• TEXT PASSAGE:
────────────────────

Tuesday, May 18, 2010

Thoughts on last night's talk...

I went to a talk yesterday which looked at the media's responsibility to inform the public. These are some of my reflections on what was said/discussed....

Topic: Democracy and an Informed Populace
Speaker: Antonia Zerbisias (Toronto Star columnist)

•Fear of the media and social networking sites (by large media suppliers- ie. newspapers)
•They are afraid bc they are not monitored
•But they don’t understand the power and potential of using these sites to diffuse information

•Online hits are the only way that newspapers can get an understanding of their demographics (how many people read online news stories). Things that get the most hits however are the stories that have the least substance (contain main words such as ‘facebook’, ‘breast’, etc. which pull in people’s curiosity). Bc it is getting the most hits, these are the kinds of stories that papers will continue to create, so that they can remain popular, but this is perpetuating the circulation and creation of ‘crap’ stories that are unsubstantial and/or not very important
•There is a need to bring these important, substantial stories and events to the editor’s boardrooms BUT if the public is not interested in this stuff, how do we get people to care about the substantial stories, and subsequently support the writing of such stories within these media?

•We don’t need to watch tv anymore bc Twitter will ‘tell you’ whether there is anything worth watching. Don’t want to watch the news for latest events, bc you can get important event information within seconds through people Tweeting it. But doesn’t this limit someone’s scope or knowledge of what’s going on if they are only waiting for the most important information to be Tweeted? Do news broadcasts still have the importance of spreading information on the general events going on locally and nationally? Or is this information too ‘dumbed down’ (to attract the general viewer to watch) to provide any meaningful information on what’s really going on?

•Print vs. online newspapers – are they complimentary or do they have different roles? Print paper demographics are older crowds, whereas younger generations are finding it easier and more convenient (and cheaper) to get information online. Will this cause the death of print media? If we do not pay for this information (through paying to have a paper delivered, or even for an online subscription) newspapers will have decreasing funds to put out the stories that are the most important. Less resources also means that journalists and reporters are stretched to cover too many stories, so the quality of articles written may also suffer.

────────────────────

[Dataset entries]
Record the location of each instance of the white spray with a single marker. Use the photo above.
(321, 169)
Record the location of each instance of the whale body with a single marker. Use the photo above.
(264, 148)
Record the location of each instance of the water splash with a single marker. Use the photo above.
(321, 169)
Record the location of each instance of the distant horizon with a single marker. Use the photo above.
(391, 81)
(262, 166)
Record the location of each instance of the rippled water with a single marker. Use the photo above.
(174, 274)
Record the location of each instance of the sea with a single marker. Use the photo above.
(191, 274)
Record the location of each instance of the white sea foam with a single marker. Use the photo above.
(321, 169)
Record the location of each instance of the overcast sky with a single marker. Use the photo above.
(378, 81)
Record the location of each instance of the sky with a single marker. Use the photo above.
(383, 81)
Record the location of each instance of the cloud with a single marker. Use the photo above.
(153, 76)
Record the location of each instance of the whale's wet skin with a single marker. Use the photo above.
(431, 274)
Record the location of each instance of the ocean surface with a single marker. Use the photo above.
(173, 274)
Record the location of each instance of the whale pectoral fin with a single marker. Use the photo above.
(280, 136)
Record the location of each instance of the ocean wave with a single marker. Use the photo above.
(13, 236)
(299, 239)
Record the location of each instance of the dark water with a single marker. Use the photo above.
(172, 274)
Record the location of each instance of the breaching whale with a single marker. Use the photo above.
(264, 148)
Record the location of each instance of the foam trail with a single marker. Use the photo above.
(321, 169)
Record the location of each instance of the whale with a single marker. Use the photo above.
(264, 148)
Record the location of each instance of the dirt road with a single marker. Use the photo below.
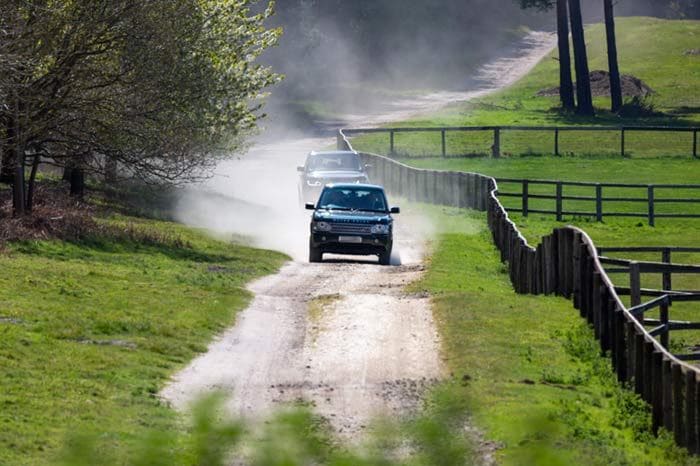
(343, 334)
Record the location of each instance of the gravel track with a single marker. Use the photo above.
(368, 347)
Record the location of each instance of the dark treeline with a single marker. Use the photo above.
(414, 43)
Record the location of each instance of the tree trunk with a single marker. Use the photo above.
(7, 164)
(77, 182)
(583, 79)
(18, 193)
(31, 183)
(566, 86)
(110, 170)
(615, 86)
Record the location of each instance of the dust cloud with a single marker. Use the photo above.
(255, 196)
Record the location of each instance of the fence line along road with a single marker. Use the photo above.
(566, 263)
(557, 142)
(654, 196)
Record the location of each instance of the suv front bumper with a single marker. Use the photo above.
(351, 244)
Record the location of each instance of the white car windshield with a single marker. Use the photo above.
(353, 199)
(334, 162)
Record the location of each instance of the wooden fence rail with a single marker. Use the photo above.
(652, 199)
(566, 263)
(498, 132)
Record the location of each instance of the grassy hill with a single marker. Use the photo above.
(91, 330)
(654, 50)
(529, 365)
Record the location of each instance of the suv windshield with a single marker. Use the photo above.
(353, 199)
(334, 162)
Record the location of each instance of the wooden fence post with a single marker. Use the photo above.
(657, 405)
(663, 317)
(622, 142)
(444, 145)
(576, 269)
(596, 306)
(648, 371)
(559, 201)
(678, 405)
(391, 142)
(650, 200)
(667, 384)
(691, 431)
(666, 276)
(631, 348)
(622, 346)
(635, 284)
(496, 148)
(639, 364)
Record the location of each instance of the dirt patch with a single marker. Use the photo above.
(55, 215)
(329, 335)
(600, 86)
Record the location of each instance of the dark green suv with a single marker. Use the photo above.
(351, 219)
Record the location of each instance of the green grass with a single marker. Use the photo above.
(650, 49)
(91, 331)
(528, 365)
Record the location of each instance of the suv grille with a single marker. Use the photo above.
(351, 228)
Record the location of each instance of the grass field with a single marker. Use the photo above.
(653, 50)
(528, 366)
(90, 331)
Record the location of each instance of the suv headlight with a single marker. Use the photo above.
(321, 226)
(380, 229)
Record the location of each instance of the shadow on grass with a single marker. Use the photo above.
(606, 117)
(116, 241)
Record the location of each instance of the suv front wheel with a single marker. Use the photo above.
(315, 254)
(385, 257)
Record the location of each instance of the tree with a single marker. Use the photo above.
(583, 81)
(615, 86)
(566, 87)
(164, 88)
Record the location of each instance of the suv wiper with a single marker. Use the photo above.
(334, 208)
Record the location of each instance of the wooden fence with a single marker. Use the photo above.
(566, 263)
(556, 146)
(655, 195)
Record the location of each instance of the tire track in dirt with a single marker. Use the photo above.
(369, 348)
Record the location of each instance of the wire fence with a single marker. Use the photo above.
(567, 263)
(497, 141)
(600, 200)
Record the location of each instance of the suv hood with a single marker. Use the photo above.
(347, 216)
(330, 175)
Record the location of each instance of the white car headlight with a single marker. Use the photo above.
(380, 229)
(322, 226)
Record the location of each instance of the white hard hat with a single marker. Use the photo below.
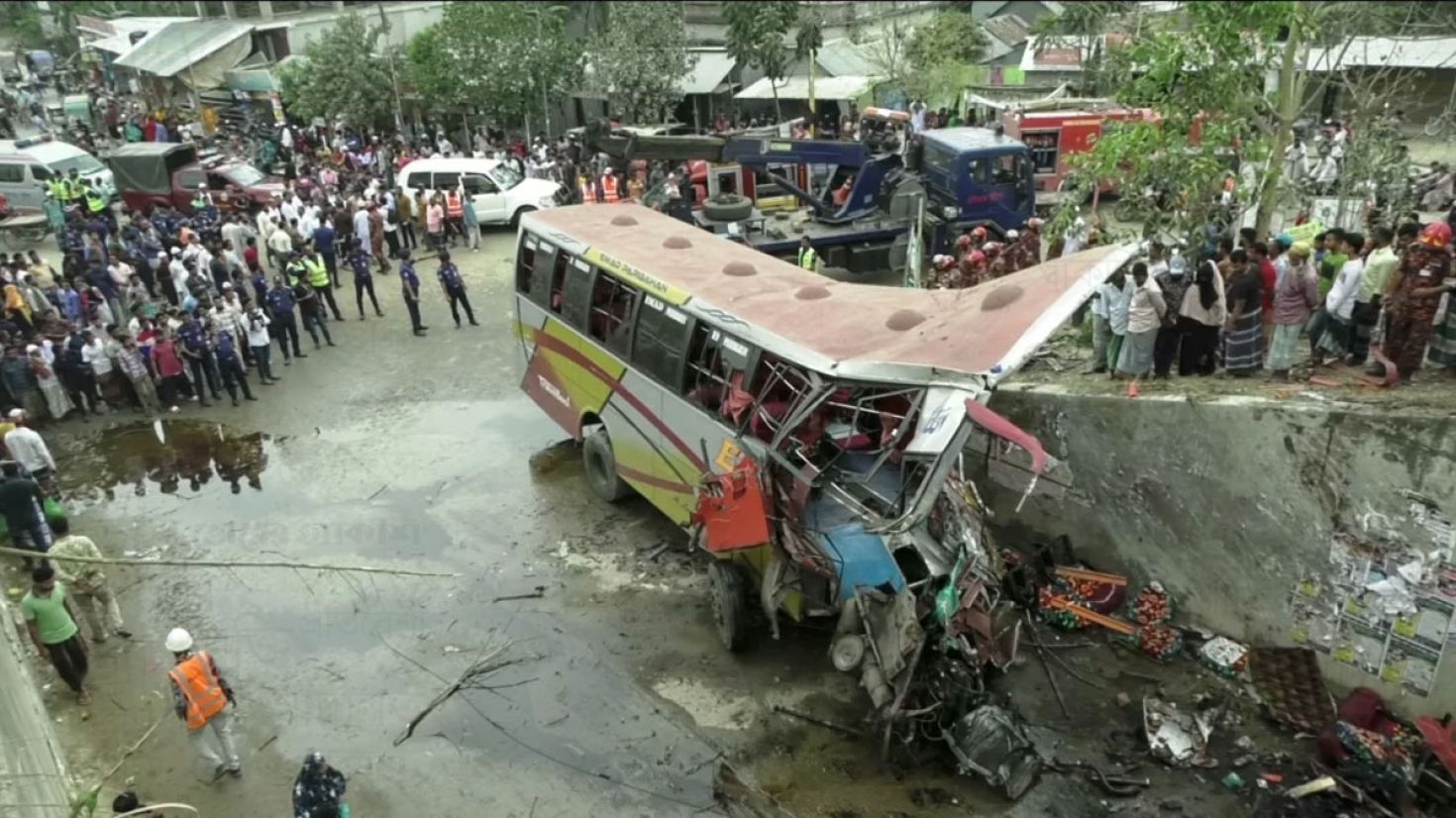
(178, 641)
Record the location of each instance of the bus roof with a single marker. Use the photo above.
(865, 331)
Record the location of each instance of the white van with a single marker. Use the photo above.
(498, 192)
(28, 164)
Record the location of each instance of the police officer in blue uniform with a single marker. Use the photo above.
(230, 364)
(409, 287)
(284, 325)
(198, 351)
(363, 278)
(453, 287)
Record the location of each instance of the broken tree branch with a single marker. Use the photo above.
(472, 678)
(236, 563)
(817, 721)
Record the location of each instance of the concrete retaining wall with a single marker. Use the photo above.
(1229, 504)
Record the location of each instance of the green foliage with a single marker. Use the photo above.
(938, 54)
(756, 37)
(1204, 79)
(641, 58)
(504, 58)
(341, 76)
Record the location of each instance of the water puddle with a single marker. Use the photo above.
(172, 458)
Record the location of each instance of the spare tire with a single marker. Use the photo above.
(728, 207)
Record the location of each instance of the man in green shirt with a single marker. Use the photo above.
(1379, 265)
(49, 617)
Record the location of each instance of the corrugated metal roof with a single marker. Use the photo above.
(708, 73)
(798, 87)
(1387, 52)
(1009, 30)
(845, 58)
(167, 51)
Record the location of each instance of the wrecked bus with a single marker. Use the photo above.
(807, 431)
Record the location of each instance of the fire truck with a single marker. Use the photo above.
(1053, 134)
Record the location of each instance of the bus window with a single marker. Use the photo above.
(557, 299)
(526, 265)
(657, 347)
(716, 370)
(610, 322)
(542, 263)
(578, 293)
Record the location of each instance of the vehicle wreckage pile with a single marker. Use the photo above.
(929, 612)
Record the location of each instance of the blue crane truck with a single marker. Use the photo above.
(969, 178)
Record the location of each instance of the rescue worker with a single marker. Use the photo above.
(201, 696)
(808, 256)
(1031, 244)
(973, 268)
(321, 279)
(453, 287)
(409, 285)
(455, 216)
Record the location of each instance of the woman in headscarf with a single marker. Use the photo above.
(1200, 316)
(52, 389)
(1297, 296)
(16, 309)
(318, 792)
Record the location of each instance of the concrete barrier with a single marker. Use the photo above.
(33, 770)
(1233, 504)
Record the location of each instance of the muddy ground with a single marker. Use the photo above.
(420, 453)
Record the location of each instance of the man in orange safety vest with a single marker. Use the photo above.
(201, 699)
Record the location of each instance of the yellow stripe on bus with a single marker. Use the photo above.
(647, 282)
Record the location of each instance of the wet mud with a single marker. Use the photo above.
(421, 455)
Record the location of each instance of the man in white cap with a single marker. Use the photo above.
(27, 446)
(201, 697)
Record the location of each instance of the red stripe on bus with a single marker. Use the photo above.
(563, 349)
(656, 482)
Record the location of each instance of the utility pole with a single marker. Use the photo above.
(1288, 99)
(393, 76)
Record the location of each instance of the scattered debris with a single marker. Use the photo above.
(1289, 683)
(536, 594)
(1310, 787)
(817, 721)
(1177, 737)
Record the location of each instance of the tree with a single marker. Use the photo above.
(939, 51)
(341, 76)
(807, 44)
(502, 58)
(641, 58)
(756, 38)
(1202, 79)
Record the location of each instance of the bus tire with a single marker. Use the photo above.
(728, 207)
(601, 467)
(730, 604)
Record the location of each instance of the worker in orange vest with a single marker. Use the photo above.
(201, 699)
(609, 186)
(455, 216)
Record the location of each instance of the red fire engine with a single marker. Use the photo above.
(1055, 134)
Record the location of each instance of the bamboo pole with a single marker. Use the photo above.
(238, 563)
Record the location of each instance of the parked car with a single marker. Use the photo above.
(28, 164)
(497, 191)
(149, 173)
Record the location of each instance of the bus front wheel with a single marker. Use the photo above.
(601, 467)
(730, 603)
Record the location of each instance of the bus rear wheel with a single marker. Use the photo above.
(601, 467)
(730, 604)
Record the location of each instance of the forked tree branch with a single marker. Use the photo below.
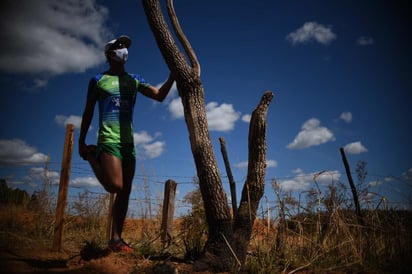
(182, 38)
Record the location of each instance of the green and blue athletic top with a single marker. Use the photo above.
(116, 96)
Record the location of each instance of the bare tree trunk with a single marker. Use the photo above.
(219, 247)
(255, 183)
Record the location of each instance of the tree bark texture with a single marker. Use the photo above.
(222, 238)
(192, 94)
(254, 187)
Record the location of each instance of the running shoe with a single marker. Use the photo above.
(120, 246)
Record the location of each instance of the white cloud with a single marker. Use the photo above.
(365, 41)
(241, 165)
(355, 148)
(63, 120)
(312, 31)
(312, 134)
(246, 118)
(176, 108)
(221, 118)
(85, 182)
(304, 181)
(50, 37)
(154, 149)
(17, 152)
(40, 174)
(146, 147)
(142, 137)
(346, 116)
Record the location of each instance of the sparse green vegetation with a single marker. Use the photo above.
(299, 239)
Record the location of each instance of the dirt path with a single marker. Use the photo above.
(44, 261)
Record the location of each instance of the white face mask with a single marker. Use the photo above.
(120, 55)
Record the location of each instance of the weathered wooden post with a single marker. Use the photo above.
(63, 188)
(352, 186)
(168, 212)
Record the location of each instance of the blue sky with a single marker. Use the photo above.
(340, 72)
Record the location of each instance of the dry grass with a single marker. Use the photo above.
(330, 242)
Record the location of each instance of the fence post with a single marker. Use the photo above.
(168, 211)
(63, 188)
(352, 186)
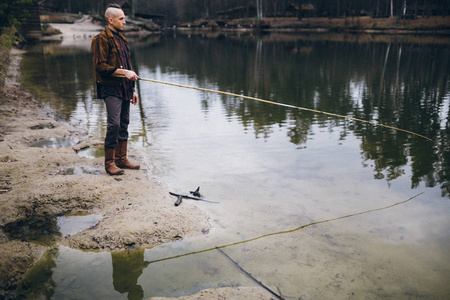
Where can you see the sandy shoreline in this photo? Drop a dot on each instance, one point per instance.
(135, 210)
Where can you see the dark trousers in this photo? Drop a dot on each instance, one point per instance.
(118, 118)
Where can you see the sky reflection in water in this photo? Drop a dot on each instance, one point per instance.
(275, 169)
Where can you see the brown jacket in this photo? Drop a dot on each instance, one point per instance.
(106, 57)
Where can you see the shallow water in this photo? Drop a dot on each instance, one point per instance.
(312, 206)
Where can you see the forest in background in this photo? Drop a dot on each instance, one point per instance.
(190, 10)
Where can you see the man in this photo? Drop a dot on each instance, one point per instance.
(115, 85)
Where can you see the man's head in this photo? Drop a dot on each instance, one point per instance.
(115, 17)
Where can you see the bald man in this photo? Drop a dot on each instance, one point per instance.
(115, 85)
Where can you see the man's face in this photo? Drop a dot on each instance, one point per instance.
(117, 19)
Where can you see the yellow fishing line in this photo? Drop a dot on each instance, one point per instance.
(282, 104)
(286, 231)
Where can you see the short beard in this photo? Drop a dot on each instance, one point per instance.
(114, 28)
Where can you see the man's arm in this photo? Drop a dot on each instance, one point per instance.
(131, 75)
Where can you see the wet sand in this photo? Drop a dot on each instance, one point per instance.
(135, 210)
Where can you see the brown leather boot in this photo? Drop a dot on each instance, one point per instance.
(110, 166)
(121, 157)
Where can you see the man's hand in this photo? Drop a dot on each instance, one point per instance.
(131, 75)
(135, 98)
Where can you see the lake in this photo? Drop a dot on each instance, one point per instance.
(312, 205)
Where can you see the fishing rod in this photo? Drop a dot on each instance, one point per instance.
(280, 104)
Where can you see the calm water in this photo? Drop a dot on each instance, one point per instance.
(313, 206)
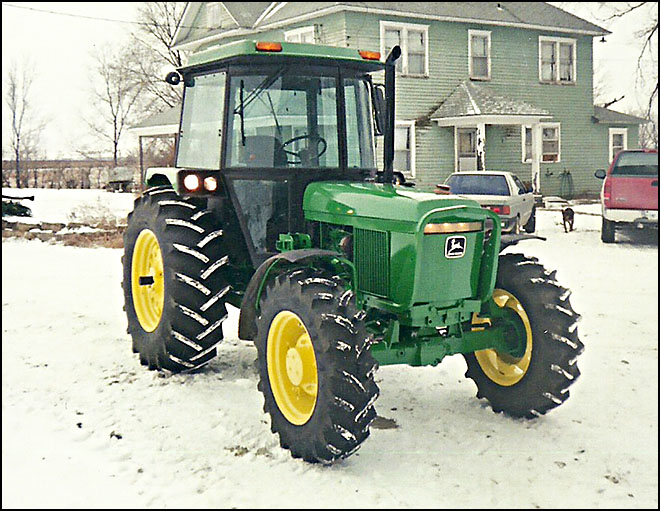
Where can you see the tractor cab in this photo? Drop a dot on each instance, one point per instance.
(261, 121)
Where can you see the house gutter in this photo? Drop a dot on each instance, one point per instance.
(385, 12)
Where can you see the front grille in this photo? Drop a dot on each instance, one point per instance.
(372, 261)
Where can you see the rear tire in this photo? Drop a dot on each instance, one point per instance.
(321, 411)
(539, 381)
(174, 281)
(530, 226)
(608, 231)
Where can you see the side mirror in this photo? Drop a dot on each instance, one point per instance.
(380, 108)
(173, 78)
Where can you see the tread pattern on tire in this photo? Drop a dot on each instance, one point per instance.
(347, 390)
(191, 244)
(556, 346)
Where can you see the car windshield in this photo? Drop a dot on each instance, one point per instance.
(472, 184)
(636, 163)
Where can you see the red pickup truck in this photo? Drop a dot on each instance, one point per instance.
(629, 196)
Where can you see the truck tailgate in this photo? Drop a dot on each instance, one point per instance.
(634, 192)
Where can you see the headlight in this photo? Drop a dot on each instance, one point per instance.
(211, 184)
(191, 182)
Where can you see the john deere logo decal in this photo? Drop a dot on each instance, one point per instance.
(455, 247)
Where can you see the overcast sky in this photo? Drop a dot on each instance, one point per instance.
(59, 46)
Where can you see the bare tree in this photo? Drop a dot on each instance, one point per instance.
(153, 53)
(24, 125)
(115, 96)
(648, 34)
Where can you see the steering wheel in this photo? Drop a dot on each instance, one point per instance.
(306, 155)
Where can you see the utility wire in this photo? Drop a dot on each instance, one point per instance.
(94, 17)
(143, 23)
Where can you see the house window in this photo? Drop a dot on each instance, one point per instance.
(479, 54)
(527, 144)
(413, 40)
(214, 14)
(301, 35)
(618, 141)
(557, 60)
(404, 148)
(550, 143)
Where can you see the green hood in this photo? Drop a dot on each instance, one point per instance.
(373, 205)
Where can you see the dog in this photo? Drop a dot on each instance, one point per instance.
(568, 216)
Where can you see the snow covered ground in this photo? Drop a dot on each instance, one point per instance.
(85, 425)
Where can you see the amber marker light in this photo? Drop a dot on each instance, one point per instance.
(191, 182)
(451, 228)
(211, 184)
(261, 46)
(369, 55)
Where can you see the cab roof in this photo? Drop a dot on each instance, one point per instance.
(245, 49)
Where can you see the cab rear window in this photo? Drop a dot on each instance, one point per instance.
(636, 164)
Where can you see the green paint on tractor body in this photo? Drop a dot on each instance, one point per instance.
(400, 269)
(420, 290)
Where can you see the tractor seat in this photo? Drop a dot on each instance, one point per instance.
(262, 151)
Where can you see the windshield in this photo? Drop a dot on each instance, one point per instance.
(471, 184)
(636, 163)
(288, 119)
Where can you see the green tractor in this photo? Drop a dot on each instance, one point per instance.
(276, 206)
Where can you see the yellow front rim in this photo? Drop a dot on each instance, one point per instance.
(504, 369)
(292, 367)
(147, 282)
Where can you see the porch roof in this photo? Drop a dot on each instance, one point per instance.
(606, 116)
(473, 103)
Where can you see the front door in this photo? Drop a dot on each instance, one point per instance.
(467, 149)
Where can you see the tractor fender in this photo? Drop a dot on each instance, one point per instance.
(508, 240)
(247, 328)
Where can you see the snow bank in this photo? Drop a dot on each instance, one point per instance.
(50, 205)
(85, 425)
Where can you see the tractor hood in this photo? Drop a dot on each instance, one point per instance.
(366, 205)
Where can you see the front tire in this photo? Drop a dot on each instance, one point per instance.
(537, 381)
(315, 368)
(530, 226)
(608, 231)
(174, 281)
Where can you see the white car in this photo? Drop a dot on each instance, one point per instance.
(501, 192)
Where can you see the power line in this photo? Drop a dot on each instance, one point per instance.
(143, 23)
(98, 18)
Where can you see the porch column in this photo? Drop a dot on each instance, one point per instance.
(141, 164)
(481, 146)
(537, 146)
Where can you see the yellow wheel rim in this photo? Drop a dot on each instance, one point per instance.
(502, 368)
(292, 368)
(147, 280)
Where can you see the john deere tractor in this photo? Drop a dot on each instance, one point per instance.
(276, 206)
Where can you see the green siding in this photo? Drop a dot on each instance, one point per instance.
(514, 73)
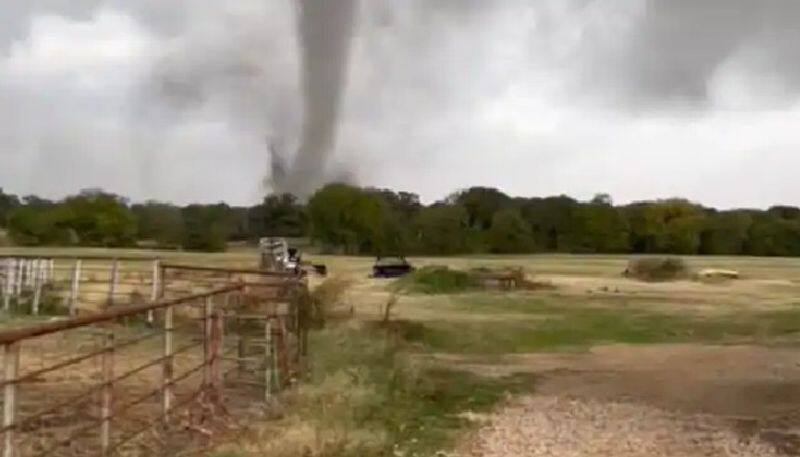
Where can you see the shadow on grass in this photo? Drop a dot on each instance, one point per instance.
(540, 326)
(367, 399)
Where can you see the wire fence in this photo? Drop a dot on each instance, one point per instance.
(155, 378)
(29, 284)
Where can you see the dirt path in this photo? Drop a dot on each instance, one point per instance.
(664, 400)
(558, 427)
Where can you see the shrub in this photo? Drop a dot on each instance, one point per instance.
(320, 303)
(437, 280)
(657, 268)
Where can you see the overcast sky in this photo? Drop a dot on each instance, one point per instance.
(176, 100)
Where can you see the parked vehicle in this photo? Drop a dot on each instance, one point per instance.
(391, 267)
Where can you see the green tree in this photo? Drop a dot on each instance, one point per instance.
(159, 222)
(773, 236)
(441, 229)
(725, 233)
(509, 234)
(206, 227)
(481, 204)
(279, 215)
(98, 219)
(352, 219)
(601, 228)
(552, 221)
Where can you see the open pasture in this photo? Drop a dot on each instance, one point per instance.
(624, 367)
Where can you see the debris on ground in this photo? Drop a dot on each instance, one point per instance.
(540, 426)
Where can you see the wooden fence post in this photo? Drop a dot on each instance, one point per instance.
(74, 288)
(9, 284)
(10, 372)
(217, 350)
(268, 360)
(112, 284)
(167, 364)
(28, 272)
(19, 275)
(107, 393)
(155, 287)
(208, 328)
(37, 286)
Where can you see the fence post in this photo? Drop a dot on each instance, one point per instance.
(208, 328)
(28, 272)
(167, 366)
(268, 360)
(37, 286)
(10, 372)
(108, 393)
(217, 350)
(112, 284)
(9, 284)
(73, 291)
(155, 288)
(18, 277)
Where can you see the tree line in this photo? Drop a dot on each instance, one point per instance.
(341, 218)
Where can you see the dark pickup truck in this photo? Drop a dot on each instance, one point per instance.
(391, 267)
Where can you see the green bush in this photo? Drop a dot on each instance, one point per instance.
(657, 269)
(437, 280)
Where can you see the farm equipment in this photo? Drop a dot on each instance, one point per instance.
(277, 255)
(391, 267)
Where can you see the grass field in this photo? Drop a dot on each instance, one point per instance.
(424, 381)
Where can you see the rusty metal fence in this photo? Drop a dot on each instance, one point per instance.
(71, 285)
(155, 378)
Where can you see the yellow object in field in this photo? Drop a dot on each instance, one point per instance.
(712, 273)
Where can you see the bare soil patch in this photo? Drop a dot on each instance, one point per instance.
(670, 400)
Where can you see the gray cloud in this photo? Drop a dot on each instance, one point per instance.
(639, 98)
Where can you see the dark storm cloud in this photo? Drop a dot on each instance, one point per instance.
(163, 98)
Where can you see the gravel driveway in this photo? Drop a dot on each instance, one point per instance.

────────────────────

• STATED PROBLEM 1:
In the text about the media talk, what was the speaker's name and position?
• STATED PROBLEM 2:
Extract each line of the listing that contains the string "ocean", counting only matches in the same case.

• CORRECT ANSWER 1:
Antonia Zerbisias, a Toronto Star columnist.

• CORRECT ANSWER 2:
Record the location of each instance of the ocean surface with a single marker. Use the photo above.
Record the location of each instance of the ocean wave with a single marker. Use the photo above.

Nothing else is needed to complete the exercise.